* TASK DESCRIPTION *
Please give the part of the records that opens with the line containing "Keypoint placement for each instance of the shrub: set" and runs through the end of the records as a numbered list, with blank lines left out.

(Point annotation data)
:::::

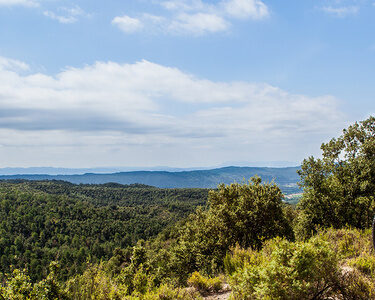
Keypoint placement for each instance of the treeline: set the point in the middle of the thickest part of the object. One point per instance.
(247, 236)
(42, 222)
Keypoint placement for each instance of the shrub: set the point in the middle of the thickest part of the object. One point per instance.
(364, 263)
(205, 284)
(288, 271)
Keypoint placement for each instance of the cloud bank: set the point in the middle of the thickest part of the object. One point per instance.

:::::

* TASK SOLUTION *
1. Keypoint placement for each instance of the shrub: set the point in the middle of the thickest part of the object. One point per instance.
2. (364, 263)
3. (205, 284)
4. (288, 271)
5. Keypoint placement for each instance of the cloud bank: set the point in the middle of the thickest part of the object. One point per instance.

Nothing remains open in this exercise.